### TEXTE PRÉSENTÉ ###

Ceux qui hésiteraient à gober des poissons et se priveraient ainsi à leur insu d’une délicatesse à l’égal du gravlax peuvent se rabattre sur les Hopjes : ce sont des petits caramels durs au café en forme de cube aux arrêtes arrondies. On peut les sucer pour en savourer lentement le goût ou les croquer vaillamment et rapidement. Ils ne collent pas aux dents et ne ramollissent pas. Leur invention est attribuée au baron Hendrik Hop qui était accro au café. La légende raconte qu’un soir il oublia sa tasse de café sucré à la crème sur le four. Le lendemain, il y trouva un caramel au café fort bon. Quand son médecin lui ordonna de ne plus boire du café, il demanda à son voisin confiseur de lui fournir ces nouveaux bonbons. C’était à La Haye dans les années 1800. Leur succès ne se fit pas attendre, et ils s’exportèrent dans les cours royales d’Europe et chez le Tsar. Pour éviter qu’ils ne s’altèrent en route vers les Indes néerlandaises (l’actuelle Indonésie), on inventa une boîte en métal caractéristique. À ceux qui insisteraient à s’en priver pour conserver la ligne, on conseillera Hopjes et Hopjes, ballet-pantomime de François Ambrosiny sur une musique de Georges Lauweryns (Bruxelles, 1910)

La Haye se distingue aussi par plus d’un musée remarquable. On avait récemment été saisie par la magie du Panorama Mesdag qui nous avait transporté sur la plage de Scheveningen il y a cent ans ; cette fois-ci, on a été ravi par les mondes impossibles et pourtant si logiques de M. C. Escher : si l’on en connaissait les œuvres les plus renommés depuis fort longtemps, le musée qui lui est consacré, situé dans un palais qui avait été habité par la famille royale, regroupe l’essentiel de son œuvre. On peut y admirer les lithographies et les esquisses, explorer des scènes où plusieurs points de vue simultanés s’enchevêtrent avec une habilité magique, admirer la complexité des formes géométriques abstraites qui s’imbriquent à l’infini, s’émerveiller devant des êtres étranges qui marchent puis s’enroulent sur eux-mêmes pour progresser tels une roue (les curl-up) ou ces reptiles qui montent paresseusement sur un livre, s’arrêtent pour souffler sur un dodécaèdre, puis en redescendent et se fondent dans le papier posé sur la table pour en émerger plus loin dans une sorte de cycle perpétuel…

Son univers de contrastes – blanc et noir, jour et nuit, ange et démon – n’est pas manichéiste, bien au contraire : c’est aussi celui des compléments et du continu qui réunit ces extrêmes, à tel point qu’on ne sait plus vraiment quand l’un devient l’autre et inversement. Villes, maisons, animaux, hommes, objets – tout devient, sous son crayon, sujet à transformation et à transmutation : un vol d’oiseaux noirs sur un ciel clair se transforme sous nos yeux en celui de colombes dans la nuit, le tableau accroché dans une galerie de peinture englobe la galerie et la ville qui l’entoure… Le regard est porté par ce mouvement et ne peut s’arrêter et l’esprit est confronté à la représentation de l’improbable : on sait que cela ne peut être, et pourtant on le voit et cela se tient.

### DONNÉES FOURNIES ###

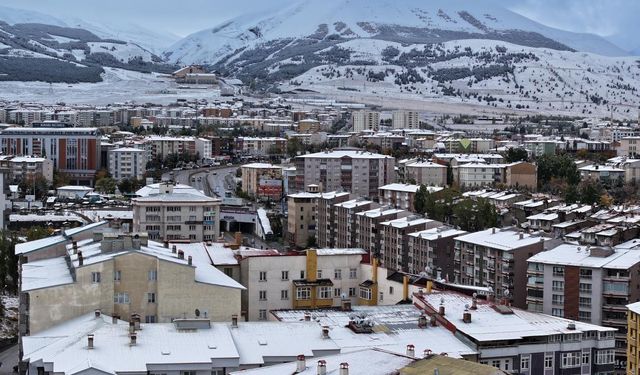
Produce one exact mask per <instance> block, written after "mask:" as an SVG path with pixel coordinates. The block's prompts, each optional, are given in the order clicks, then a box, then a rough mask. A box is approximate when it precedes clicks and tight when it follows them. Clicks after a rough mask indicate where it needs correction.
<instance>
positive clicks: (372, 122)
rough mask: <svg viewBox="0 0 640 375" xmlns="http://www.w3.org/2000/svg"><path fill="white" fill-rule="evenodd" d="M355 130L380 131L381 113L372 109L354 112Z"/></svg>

###

## CONSIGNE 1
Veuillez recopier mot pour mot le passage du texte sur La Haye qui commence par "Son univers de" et se poursuit jusqu'à "cela se tient.".
## CONSIGNE 2
D'après le texte sur La Haye, à qui attribue-t-on l'invention des Hopjes ?
## CONSIGNE 3
Rédigez la suite du texte sur La Haye à partir de l'endroit où il s'arrête.

## VOTRE RÉPONSE 1
Son univers de contrastes – blanc et noir, jour et nuit, ange et démon – n’est pas manichéiste, bien au contraire : c’est aussi celui des compléments et du continu qui réunit ces extrêmes, à tel point qu’on ne sait plus vraiment quand l’un devient l’autre et inversement. Villes, maisons, animaux, hommes, objets – tout devient, sous son crayon, sujet à transformation et à transmutation : un vol d’oiseaux noirs sur un ciel clair se transforme sous nos yeux en celui de colombes dans la nuit, le tableau accroché dans une galerie de peinture englobe la galerie et la ville qui l’entoure… Le regard est porté par ce mouvement et ne peut s’arrêter et l’esprit est confronté à la représentation de l’improbable : on sait que cela ne peut être, et pourtant on le voit et cela se tient.

## VOTRE RÉPONSE 2
Au baron Hendrik Hop.

## VOTRE RÉPONSE 3
Tout s’explique mathématiquement – pavage, géométrie hyperbolique, rubans de Moebius ou bouteilles de Klein… – mais voilà, Escher n’avait quasiment aucune connaissance en mathématiques, et ses réalisations n’en sont que plus merveilleuses. C’est ce qu’avait constaté Donald Coxeter, l’un des plus grands géomètres du xxe siècle. Ce don extraordinaire rappelle, à certains égards, celui de Râmânujan, autodidacte indien qui produisit dans les années 1900 une somme impressionnante de résultats en théorie des nombres sans démonstration et, probablement, par une intuition quasi inhumaine. Il attira l’attention du grand mathématicien Hardy qui collabora avec lui. Certaines de ses découvertes n’ont trouvé que récemment des applications dans des domaines tels que la cristallographie et la théorie des cordes, bien longtemps après la disparition de leur inventeur.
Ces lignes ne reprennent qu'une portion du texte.